§ REQUIREMENT A:
Reproduce the passage of the article on Shultz's Israel visit word for word, from "Shultz came here" to "into total withdrawal.".
§ REQUIREMENT B:
In the article on Shultz's Israel visit, on what day was the signing ceremony for the Memorandum of Understanding scheduled?
§ REQUIREMENT C:
Continue the article on Shultz's Israel visit from its final sentence.
━━━ SOURCE EXTRACT ━━━
Shultz, however, was still persevering by midweek. He scheduled a second appearance on Israeli television, which was to be taped Wednesday morning for screening that same night. This was to be a lengthy give-and-take on the main weekly talk show, “Moked.”

Shultz came here Sunday night with the belief that his initiative had been misrepresented, whether willfully or without design, and that Israelis thought he sought to drag them to a peace conference where the great powers would make common cause with Arab hard-liners to force Israel into total withdrawal.

His primary concern, therefore, was to tell it, and sell it, to the people of Israel in his own words. He attempted to do this prior to his political meetings with Premier Yitzhak Shamir and Foreign Minister Shimon Peres.

In a lengthy airport statement, later in a television interview, and then in a session with Israeli newspaper editors, the secretary tried to allay suspicions, correct misapprehensions, assure Israel that he remained a fast friend and that the administration is fully committed to the long-term security of the Jewish state.

To this end, too, he agreed to the scheduling of a formal signing ceremony on Israeli Independence Day, in Jerusalem and Washington, of a Memorandum of Understanding between the two countries.

There is little new of substance in that document. But it incorporates and enshrines all the ongoing cooperation pacts on various levels, and to that extent is a public effort to bind a future administration in Washington to these programs supporting Israel’s defense.
━━━ DATASET ━━━
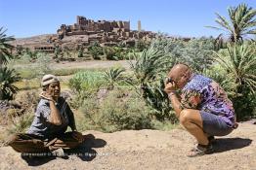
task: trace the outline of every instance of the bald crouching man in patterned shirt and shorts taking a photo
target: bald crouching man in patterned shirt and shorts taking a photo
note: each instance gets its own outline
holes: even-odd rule
[[[182,90],[181,96],[176,93],[177,88]],[[177,118],[198,142],[188,156],[212,153],[214,136],[228,135],[237,125],[233,104],[221,86],[193,74],[185,64],[171,69],[164,90]]]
━━━
§ TASK RESPONSE A:
Shultz came here Sunday night with the belief that his initiative had been misrepresented, whether willfully or without design, and that Israelis thought he sought to drag them to a peace conference where the great powers would make common cause with Arab hard-liners to force Israel into total withdrawal.

§ TASK RESPONSE B:
Israeli Independence Day.

§ TASK RESPONSE C:
From random person-in-the-street responses, it seems that Shultz has come across to the Israeli public much as he is: warm, straight-talking, well-meaning. But there was no evidence that he has succeeded beyond convincing people here that he is indeed a nice guy.

LIKUD HANGS TOUGH

Likud politicians, their ears close to the ground, continued to put up a barrage of hostile rhetoric during the course of the visit.

“He talks differently here than in the Arab countries… He tells us what we want to hear,” Knesset member Haim Kaufman, a leading figure in Likud’s Herut wing, wrote in a public letter to Shamir on Monday.

And Ronni Milo, another leading Likud Knesseter and close confidant of the premier, said Tuesday that the party and its leader remained as firmly opposed as ever to ceding territory as part of a peace settlement.

On the left, too, there were few illusions that Shultz had made a dramatic impact — though there was warm support and encouragement for his effort to speak to the public here.

Dahn Ben-Amotz, a well-known left-wing writer, urged Shultz, in a humorous open letter to the secretary in Tuesday’s Hadashot, to be even more forthright and to deliver to Shamir “two or three more slaps in the face” like the slap he administered by meeting March 26 with two Palestinian-American members of the Palestine National Council.

Only by doing so, wrote Ben-Amotz, might the people of Israel realize that if the Shultz initiative withers away as a result of Shamir’s obduracy, the likely consequence will be war.

Shultz, however, has carefully avoided any hint of “face-slapping,” or any other forms of verbal violence. There has been no whiff of an across-the-board confrontation between Washington and Jerusalem, and certainly no talk in an election year of squeezing Israel by threatening to reduce aid or military supplies.

To the contrary, Shultz has offered assurances that the relationship is stronger than any differences. And he has bent over backward to avoid linking his current peace efforts to the ongoing uprising in the West Bank and Gaza.

Some in Israel will be frankly disappointed if this remains the tenor of the secretary’s admonitions. Most people will be relieved.